Copy out the lines starting with the line containing "query: weathered plaster wall" and continuing through the line containing "13,9 -> 33,22". Include both of those lines, and leave the pictures out of your answer.

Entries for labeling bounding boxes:

---+---

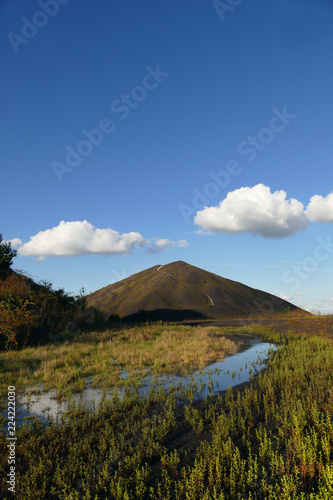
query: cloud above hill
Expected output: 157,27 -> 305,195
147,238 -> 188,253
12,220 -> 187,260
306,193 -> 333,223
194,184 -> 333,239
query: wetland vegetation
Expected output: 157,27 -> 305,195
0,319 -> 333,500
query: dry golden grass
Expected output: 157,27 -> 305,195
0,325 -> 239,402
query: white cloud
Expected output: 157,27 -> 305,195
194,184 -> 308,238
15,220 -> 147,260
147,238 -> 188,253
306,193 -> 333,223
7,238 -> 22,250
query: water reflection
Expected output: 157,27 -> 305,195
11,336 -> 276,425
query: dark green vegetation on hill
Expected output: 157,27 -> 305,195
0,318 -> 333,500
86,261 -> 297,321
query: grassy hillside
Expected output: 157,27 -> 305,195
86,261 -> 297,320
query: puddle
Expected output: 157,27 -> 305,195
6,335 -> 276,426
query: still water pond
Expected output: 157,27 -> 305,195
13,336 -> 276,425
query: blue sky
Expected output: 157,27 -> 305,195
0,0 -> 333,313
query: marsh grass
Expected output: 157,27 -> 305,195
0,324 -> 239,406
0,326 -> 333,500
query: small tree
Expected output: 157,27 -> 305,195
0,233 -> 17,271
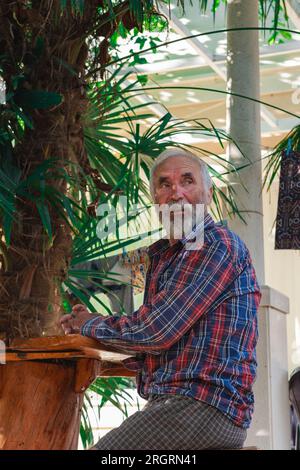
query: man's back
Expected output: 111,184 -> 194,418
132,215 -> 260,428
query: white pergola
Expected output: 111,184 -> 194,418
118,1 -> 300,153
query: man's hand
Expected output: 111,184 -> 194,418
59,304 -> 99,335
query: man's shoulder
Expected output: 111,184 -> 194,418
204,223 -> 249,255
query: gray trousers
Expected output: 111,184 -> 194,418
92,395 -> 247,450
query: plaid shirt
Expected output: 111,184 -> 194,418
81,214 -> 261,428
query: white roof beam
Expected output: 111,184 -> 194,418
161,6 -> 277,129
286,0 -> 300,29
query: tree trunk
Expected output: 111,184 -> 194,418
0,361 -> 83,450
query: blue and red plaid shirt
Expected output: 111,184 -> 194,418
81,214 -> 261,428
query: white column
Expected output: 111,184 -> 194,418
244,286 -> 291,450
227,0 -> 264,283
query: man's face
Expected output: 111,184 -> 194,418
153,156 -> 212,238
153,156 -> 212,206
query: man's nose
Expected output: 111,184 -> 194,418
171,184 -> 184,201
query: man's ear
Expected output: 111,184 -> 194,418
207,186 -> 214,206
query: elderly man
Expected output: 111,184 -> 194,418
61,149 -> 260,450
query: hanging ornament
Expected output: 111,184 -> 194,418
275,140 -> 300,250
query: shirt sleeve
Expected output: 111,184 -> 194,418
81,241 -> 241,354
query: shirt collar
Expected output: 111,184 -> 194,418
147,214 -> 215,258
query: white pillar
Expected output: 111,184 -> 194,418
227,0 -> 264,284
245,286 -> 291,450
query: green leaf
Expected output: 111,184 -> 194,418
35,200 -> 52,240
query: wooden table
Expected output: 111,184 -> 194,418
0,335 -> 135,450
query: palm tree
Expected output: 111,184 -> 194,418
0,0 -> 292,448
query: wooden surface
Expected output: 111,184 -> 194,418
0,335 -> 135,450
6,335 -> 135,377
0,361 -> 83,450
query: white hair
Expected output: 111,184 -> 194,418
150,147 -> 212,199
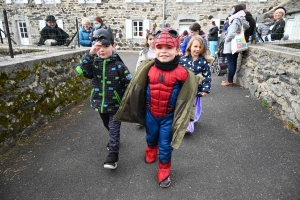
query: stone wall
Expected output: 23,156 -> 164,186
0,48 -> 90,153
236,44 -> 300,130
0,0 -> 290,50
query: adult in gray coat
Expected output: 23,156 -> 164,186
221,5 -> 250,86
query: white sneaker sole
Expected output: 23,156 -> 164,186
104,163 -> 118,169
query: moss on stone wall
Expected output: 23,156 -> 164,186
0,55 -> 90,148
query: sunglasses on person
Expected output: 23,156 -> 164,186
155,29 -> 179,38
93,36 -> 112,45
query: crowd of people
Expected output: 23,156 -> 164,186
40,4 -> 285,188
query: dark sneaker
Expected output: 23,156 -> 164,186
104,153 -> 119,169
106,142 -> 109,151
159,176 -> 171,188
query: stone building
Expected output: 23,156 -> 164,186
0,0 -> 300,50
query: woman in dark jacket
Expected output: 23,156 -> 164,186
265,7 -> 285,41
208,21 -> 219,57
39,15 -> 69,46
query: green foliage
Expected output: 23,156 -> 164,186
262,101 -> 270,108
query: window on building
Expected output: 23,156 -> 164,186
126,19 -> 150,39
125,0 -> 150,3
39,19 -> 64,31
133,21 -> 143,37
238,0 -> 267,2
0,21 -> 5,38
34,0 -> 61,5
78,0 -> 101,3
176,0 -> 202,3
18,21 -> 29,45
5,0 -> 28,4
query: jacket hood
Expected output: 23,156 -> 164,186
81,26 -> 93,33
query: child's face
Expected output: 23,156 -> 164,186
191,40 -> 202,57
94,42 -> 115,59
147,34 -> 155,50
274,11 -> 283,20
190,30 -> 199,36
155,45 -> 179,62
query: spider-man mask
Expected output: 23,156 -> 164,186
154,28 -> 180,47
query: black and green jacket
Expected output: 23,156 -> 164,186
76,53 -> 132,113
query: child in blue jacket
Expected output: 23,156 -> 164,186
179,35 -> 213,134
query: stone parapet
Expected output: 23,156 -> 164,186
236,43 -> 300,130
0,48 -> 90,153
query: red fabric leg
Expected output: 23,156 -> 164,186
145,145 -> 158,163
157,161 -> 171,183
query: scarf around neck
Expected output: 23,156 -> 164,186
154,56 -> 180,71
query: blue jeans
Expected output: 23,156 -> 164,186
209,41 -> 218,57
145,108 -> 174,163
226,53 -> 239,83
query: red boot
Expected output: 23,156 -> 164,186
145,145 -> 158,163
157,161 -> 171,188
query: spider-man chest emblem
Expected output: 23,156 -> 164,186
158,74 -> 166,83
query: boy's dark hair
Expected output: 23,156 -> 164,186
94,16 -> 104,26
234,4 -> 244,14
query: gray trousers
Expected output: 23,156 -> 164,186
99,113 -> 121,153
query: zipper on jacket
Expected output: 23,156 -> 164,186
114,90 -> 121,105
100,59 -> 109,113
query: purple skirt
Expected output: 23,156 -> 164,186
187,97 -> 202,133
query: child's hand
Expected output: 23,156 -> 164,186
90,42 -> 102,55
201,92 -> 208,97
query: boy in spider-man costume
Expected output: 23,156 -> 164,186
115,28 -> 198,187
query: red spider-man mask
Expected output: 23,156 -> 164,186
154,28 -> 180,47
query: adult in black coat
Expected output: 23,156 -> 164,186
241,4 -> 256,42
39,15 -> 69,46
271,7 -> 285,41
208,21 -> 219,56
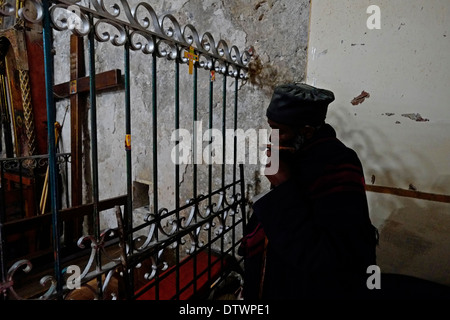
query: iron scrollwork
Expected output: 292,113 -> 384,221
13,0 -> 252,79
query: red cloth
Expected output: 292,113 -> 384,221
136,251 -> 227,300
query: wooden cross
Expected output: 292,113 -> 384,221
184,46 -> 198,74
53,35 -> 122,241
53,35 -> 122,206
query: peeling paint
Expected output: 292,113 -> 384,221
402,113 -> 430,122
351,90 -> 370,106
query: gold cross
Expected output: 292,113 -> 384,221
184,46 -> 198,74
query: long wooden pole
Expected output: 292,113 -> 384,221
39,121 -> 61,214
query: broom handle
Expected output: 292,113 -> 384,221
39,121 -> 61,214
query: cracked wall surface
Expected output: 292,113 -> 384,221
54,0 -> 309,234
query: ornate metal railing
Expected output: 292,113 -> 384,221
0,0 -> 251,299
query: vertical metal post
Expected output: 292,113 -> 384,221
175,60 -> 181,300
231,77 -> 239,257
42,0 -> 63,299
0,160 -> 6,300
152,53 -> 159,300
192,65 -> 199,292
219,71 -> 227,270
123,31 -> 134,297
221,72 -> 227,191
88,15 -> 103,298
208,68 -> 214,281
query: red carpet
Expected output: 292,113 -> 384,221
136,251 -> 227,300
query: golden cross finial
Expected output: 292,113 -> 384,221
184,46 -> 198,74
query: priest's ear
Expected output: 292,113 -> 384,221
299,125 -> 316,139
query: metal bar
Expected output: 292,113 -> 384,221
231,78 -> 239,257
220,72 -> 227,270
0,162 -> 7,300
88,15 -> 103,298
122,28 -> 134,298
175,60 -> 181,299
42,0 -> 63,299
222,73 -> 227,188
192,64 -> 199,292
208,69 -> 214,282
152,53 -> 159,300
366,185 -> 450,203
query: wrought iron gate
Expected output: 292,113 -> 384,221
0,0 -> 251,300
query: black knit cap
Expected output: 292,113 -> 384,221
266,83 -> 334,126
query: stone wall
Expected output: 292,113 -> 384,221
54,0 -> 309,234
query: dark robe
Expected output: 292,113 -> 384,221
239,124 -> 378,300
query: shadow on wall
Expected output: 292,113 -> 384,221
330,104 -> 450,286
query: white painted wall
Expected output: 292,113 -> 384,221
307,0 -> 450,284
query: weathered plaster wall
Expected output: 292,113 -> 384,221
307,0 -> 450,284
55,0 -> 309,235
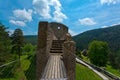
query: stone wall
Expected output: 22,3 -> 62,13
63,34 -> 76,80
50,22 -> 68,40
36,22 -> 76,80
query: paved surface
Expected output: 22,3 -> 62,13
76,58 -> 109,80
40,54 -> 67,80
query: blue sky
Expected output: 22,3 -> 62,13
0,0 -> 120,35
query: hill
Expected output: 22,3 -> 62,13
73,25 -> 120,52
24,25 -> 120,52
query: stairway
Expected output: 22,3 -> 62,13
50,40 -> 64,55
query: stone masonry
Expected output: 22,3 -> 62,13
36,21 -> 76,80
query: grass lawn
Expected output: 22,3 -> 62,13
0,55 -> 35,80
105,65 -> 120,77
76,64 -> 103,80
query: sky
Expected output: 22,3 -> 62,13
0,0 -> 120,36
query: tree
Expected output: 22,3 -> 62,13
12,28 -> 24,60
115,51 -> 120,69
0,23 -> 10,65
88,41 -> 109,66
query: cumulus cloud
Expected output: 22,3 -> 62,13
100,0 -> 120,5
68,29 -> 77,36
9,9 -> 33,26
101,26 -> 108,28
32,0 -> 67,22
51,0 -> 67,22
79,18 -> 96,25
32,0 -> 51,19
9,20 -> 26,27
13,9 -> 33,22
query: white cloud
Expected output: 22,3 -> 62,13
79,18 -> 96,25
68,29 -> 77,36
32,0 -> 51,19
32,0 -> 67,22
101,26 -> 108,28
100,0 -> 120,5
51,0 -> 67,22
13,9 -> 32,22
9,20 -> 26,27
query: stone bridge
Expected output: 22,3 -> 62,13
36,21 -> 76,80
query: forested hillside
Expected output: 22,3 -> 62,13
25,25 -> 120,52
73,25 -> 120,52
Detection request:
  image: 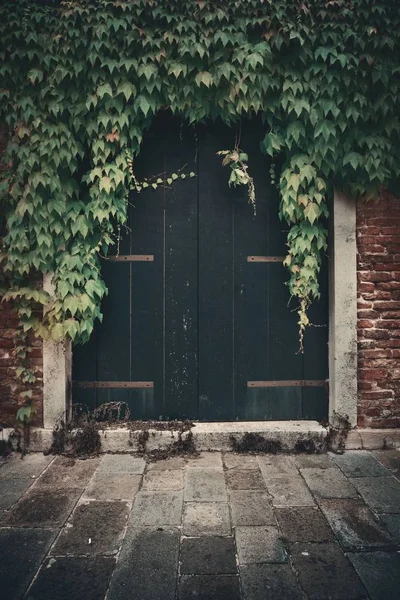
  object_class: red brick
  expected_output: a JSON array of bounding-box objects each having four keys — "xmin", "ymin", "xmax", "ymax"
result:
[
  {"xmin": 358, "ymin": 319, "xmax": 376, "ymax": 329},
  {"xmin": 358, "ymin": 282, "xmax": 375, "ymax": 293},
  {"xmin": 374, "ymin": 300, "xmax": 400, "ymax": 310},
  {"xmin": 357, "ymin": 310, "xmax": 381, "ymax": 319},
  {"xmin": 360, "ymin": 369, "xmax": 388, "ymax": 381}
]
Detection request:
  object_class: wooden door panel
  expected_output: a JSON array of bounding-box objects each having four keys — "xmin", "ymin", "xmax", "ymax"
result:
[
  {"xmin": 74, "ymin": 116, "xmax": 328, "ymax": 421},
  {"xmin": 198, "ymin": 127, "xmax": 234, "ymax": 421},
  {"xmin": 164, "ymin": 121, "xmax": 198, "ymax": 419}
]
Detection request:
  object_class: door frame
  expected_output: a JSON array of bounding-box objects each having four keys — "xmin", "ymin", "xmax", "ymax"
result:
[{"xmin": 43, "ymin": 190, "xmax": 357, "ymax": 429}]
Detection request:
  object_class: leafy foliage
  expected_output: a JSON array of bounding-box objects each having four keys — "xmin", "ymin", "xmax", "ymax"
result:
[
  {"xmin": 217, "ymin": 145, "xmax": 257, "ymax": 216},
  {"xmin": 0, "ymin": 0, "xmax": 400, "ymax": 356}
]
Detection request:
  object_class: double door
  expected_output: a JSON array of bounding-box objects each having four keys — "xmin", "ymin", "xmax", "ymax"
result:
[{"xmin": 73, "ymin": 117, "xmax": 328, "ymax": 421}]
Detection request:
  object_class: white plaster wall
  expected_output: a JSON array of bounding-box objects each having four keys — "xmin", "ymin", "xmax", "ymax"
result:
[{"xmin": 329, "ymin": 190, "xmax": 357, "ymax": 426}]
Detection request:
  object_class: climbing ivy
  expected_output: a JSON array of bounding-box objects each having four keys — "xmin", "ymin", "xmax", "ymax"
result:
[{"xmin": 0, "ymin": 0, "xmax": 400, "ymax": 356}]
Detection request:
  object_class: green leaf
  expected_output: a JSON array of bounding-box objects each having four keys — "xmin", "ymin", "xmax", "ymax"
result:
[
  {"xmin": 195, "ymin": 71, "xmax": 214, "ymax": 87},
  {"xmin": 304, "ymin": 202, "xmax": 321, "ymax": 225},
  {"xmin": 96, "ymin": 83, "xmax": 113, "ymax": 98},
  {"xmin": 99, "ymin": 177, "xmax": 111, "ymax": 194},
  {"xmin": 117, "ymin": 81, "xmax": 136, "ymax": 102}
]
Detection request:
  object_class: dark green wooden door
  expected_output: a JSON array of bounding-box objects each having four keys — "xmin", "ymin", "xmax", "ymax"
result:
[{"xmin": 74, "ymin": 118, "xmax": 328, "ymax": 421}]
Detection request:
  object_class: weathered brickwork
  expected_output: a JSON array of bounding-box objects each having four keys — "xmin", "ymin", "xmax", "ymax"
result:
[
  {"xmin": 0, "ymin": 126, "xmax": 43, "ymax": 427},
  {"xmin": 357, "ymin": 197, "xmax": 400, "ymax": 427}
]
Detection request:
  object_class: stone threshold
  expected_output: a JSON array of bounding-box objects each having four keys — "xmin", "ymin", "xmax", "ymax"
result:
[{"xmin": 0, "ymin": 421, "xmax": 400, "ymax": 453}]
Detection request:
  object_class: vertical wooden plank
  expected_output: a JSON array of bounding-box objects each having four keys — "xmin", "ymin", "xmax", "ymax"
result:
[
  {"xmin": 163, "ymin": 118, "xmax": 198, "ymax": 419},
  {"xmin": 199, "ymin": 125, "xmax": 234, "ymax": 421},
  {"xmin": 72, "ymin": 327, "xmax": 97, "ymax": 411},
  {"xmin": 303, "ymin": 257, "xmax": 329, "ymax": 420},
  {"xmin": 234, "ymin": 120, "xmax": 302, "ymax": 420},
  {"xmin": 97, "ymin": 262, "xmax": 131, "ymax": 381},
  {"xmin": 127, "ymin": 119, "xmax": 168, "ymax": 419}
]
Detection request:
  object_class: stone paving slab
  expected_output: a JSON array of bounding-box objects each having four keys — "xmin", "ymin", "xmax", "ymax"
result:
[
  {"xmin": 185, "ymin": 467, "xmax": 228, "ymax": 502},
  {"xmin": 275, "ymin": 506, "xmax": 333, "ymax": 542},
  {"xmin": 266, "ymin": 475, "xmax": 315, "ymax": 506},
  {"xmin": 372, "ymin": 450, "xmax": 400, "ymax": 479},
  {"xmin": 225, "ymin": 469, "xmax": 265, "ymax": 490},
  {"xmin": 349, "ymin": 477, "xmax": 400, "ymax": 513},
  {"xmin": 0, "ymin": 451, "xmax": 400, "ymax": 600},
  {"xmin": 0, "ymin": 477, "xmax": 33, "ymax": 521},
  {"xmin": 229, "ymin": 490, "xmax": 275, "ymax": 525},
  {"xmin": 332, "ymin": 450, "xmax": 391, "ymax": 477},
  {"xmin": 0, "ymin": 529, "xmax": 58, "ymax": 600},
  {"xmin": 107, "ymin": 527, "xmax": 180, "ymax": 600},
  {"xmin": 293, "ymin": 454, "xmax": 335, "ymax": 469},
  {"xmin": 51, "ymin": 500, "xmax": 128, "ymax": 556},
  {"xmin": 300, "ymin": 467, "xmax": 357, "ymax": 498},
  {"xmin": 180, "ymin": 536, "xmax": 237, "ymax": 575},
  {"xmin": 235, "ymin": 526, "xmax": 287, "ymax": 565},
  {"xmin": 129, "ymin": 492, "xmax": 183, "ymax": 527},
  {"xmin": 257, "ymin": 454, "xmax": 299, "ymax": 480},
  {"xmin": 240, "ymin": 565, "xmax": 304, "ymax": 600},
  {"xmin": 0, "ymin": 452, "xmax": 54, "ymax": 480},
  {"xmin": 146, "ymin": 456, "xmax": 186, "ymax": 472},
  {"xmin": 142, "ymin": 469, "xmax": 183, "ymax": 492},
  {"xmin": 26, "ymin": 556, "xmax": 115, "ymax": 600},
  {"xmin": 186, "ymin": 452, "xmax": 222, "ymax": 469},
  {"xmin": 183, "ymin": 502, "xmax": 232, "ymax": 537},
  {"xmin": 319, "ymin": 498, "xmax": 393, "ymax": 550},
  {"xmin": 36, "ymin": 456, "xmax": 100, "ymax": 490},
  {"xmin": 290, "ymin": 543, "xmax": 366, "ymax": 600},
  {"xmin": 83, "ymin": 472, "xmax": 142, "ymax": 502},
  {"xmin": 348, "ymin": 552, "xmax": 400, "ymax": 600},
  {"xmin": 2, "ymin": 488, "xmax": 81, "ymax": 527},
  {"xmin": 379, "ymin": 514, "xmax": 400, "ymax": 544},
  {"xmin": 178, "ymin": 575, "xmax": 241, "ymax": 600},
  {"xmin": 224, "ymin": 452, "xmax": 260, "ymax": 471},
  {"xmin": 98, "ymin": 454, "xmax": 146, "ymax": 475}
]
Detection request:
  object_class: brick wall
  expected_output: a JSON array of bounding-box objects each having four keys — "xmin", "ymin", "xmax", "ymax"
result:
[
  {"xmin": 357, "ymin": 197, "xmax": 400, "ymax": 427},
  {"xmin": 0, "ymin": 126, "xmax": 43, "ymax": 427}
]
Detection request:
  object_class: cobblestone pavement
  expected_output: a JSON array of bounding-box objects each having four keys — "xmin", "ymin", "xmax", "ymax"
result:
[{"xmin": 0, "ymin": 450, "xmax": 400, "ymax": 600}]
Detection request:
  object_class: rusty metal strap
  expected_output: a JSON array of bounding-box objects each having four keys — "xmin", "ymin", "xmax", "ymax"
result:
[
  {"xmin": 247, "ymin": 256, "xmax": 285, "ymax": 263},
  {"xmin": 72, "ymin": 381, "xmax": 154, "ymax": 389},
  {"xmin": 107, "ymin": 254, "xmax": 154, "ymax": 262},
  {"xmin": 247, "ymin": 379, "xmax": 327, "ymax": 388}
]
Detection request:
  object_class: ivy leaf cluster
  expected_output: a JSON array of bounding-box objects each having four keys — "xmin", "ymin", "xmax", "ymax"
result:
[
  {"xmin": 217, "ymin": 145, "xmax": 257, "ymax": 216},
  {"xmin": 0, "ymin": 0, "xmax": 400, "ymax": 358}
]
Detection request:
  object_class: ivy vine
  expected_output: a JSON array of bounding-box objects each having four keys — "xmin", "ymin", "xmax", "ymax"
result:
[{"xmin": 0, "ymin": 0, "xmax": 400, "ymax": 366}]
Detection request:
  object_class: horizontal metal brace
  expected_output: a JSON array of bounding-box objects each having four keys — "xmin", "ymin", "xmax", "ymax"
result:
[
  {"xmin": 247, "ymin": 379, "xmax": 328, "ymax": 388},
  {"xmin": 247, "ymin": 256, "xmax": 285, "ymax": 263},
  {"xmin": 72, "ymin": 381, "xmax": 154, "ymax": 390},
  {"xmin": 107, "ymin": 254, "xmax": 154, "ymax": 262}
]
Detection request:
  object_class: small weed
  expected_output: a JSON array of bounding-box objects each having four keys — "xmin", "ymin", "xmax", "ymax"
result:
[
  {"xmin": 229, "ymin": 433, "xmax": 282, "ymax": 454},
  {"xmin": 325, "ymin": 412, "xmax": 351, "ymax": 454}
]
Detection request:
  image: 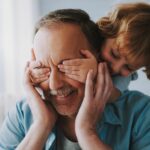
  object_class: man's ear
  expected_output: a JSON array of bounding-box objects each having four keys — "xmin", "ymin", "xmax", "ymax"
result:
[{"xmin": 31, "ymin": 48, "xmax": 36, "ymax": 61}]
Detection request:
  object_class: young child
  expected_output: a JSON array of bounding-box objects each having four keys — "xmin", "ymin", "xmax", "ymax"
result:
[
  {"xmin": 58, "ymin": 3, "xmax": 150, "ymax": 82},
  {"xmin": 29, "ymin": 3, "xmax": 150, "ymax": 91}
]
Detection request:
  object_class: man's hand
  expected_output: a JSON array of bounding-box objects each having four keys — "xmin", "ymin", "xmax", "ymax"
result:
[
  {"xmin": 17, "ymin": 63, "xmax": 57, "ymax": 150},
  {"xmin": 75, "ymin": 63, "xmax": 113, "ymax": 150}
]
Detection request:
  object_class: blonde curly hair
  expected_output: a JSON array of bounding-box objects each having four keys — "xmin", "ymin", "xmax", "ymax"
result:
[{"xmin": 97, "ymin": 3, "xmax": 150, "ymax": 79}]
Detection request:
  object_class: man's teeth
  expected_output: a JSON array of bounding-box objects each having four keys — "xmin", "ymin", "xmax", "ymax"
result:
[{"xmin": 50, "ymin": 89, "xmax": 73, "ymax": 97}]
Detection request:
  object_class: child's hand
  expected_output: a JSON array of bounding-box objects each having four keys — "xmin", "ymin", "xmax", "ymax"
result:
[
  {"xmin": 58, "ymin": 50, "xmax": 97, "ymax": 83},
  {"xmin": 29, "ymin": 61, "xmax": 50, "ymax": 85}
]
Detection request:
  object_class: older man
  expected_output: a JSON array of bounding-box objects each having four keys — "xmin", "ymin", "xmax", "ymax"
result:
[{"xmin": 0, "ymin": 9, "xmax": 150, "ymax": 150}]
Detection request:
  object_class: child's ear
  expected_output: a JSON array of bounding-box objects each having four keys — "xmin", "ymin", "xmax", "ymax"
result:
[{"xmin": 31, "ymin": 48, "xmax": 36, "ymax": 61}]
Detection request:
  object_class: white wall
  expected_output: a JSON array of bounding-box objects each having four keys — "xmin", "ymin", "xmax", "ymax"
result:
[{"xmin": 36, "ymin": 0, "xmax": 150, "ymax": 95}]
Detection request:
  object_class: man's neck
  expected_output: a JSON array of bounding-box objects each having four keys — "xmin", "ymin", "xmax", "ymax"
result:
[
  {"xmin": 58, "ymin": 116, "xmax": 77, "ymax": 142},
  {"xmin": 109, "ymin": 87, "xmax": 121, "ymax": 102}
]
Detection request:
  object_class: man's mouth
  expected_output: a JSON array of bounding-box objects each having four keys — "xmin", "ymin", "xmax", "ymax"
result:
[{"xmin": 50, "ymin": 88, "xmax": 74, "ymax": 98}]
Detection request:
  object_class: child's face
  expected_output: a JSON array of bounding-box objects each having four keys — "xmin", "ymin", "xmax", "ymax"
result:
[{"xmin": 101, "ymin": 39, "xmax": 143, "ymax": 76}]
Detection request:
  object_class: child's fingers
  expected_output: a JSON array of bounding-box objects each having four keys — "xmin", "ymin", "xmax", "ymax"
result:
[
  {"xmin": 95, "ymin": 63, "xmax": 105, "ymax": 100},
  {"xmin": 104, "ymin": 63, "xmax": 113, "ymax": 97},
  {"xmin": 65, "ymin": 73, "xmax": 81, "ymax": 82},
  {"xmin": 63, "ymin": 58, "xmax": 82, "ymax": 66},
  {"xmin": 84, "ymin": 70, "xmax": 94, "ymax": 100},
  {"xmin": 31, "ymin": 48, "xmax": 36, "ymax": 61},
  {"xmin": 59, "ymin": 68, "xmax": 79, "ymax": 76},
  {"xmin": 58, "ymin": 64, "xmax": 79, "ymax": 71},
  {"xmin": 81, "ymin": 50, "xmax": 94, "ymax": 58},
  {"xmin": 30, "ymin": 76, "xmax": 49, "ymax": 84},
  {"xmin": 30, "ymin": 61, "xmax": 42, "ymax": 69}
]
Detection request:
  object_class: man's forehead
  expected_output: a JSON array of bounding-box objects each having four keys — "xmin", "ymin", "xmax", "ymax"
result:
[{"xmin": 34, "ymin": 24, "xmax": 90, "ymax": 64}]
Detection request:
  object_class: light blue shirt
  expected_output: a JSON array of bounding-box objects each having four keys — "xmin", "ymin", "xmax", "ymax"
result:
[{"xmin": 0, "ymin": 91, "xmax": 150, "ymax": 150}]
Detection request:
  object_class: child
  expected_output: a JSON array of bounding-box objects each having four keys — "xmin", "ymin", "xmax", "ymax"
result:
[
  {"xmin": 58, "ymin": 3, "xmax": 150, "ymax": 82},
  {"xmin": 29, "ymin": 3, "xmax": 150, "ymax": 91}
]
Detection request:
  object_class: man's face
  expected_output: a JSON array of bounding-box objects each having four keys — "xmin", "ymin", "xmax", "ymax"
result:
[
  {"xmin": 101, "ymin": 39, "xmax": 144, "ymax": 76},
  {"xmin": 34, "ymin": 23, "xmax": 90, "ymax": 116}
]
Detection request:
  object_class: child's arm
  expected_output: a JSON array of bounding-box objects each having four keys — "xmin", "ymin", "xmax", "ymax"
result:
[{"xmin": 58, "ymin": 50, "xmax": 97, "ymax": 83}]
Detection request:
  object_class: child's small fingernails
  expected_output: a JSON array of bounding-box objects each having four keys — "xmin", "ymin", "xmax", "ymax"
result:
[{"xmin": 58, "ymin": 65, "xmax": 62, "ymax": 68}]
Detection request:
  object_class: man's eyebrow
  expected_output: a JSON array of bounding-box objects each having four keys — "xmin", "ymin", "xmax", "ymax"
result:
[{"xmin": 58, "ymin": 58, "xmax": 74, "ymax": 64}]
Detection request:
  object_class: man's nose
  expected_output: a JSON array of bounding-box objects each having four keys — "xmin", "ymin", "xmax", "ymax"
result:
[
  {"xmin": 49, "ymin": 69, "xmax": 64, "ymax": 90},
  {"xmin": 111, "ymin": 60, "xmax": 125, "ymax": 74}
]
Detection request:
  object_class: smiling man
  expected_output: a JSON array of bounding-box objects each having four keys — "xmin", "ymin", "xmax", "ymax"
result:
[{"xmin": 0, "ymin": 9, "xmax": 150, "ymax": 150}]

---+---

(OUTPUT OF THE EXERCISE)
query: weathered plaster wall
Expected output: 292,113 -> 384,221
307,0 -> 450,284
55,0 -> 309,235
query: stone wall
Expected output: 22,3 -> 62,13
63,34 -> 76,80
50,22 -> 68,40
36,22 -> 76,80
query: paved surface
Expected output: 22,3 -> 62,13
76,58 -> 109,80
40,54 -> 67,80
query: blue sky
Expected output: 22,3 -> 62,13
0,0 -> 120,35
query: hill
Expected output: 22,3 -> 62,13
73,25 -> 120,52
24,25 -> 120,52
query: stairway
Expected output: 22,3 -> 62,13
50,40 -> 64,55
query: stone masonry
Expected output: 22,3 -> 62,13
36,21 -> 76,80
query: grass lawn
Expected output: 22,3 -> 62,13
0,55 -> 35,80
105,65 -> 120,77
76,64 -> 103,80
query: sky
Expected output: 22,3 -> 62,13
0,0 -> 120,36
query: tree
Expected output: 22,3 -> 62,13
12,28 -> 24,60
115,51 -> 120,69
0,23 -> 10,65
88,41 -> 109,66
query: cumulus cloud
Expected output: 22,3 -> 62,13
100,0 -> 120,5
68,29 -> 77,36
9,9 -> 33,26
101,26 -> 108,28
32,0 -> 67,22
51,0 -> 67,22
79,18 -> 96,25
32,0 -> 51,19
9,20 -> 26,27
13,9 -> 33,22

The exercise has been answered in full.